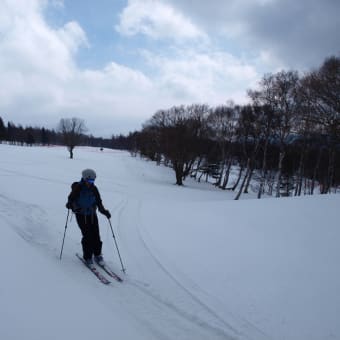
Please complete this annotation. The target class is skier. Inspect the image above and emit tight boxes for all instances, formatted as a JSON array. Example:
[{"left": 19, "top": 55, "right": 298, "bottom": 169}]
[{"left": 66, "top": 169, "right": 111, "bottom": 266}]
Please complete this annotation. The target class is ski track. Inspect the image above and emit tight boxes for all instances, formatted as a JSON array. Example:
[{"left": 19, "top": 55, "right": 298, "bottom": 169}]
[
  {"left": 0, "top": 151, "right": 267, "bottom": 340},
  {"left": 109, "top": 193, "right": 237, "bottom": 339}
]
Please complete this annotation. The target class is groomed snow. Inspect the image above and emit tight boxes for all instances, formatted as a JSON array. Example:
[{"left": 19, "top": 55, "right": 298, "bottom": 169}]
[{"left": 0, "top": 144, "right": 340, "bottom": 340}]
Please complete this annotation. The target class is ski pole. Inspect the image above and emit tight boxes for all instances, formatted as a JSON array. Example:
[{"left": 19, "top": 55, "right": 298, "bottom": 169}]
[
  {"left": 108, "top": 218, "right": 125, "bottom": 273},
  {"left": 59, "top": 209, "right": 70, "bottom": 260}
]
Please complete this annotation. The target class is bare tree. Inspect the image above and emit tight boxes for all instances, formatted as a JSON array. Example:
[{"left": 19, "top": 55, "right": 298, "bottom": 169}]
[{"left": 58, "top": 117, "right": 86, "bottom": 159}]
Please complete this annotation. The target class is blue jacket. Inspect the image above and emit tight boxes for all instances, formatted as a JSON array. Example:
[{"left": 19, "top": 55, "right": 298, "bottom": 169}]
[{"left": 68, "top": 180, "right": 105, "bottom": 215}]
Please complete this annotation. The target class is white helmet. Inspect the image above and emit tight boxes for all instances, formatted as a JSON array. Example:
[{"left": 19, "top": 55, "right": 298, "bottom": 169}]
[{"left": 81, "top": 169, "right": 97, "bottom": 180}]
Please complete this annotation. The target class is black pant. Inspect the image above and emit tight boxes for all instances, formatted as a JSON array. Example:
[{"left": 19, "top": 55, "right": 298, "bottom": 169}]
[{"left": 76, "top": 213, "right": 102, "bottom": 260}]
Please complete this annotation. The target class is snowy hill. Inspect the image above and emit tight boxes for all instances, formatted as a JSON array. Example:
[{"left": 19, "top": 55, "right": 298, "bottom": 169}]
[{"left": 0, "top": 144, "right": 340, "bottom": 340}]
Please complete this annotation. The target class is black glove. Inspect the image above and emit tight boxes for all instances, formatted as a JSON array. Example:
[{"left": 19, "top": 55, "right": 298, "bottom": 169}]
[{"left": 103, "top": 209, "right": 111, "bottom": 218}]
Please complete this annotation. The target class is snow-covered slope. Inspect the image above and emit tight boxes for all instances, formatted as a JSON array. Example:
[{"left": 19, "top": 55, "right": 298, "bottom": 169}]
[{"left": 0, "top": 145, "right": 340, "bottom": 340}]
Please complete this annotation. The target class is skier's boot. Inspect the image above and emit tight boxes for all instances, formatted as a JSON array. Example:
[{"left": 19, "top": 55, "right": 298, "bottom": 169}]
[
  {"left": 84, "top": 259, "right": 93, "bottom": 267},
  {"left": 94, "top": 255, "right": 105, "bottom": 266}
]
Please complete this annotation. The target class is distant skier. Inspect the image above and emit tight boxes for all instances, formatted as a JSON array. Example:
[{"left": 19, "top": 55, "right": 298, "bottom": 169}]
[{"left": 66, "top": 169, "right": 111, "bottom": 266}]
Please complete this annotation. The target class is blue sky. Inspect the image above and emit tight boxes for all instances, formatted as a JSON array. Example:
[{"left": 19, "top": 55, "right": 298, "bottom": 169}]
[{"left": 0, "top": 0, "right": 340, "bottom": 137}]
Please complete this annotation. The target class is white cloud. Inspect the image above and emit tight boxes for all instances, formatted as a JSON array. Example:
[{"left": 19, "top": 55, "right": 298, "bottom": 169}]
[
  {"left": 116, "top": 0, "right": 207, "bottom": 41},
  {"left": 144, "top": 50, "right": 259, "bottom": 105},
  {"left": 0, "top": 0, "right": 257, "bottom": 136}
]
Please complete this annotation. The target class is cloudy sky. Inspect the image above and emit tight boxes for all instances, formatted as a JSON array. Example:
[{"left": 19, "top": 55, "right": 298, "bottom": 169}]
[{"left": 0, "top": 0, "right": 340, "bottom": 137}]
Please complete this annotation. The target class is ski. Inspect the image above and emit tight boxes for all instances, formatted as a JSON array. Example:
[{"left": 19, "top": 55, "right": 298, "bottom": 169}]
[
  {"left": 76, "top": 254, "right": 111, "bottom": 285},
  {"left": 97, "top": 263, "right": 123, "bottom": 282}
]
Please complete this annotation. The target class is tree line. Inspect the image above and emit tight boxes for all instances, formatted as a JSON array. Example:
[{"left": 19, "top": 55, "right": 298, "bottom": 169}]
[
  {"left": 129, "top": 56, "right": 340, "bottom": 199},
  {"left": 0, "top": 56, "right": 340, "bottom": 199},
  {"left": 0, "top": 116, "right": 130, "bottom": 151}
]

+ + + + +

Locate every line above that contains the word "distant" and copy each such line in full.

Please complete this annotation. The target class is distant skier. Inspect the image above and emit tight boxes for all instances, formatted as a JSON array. Example:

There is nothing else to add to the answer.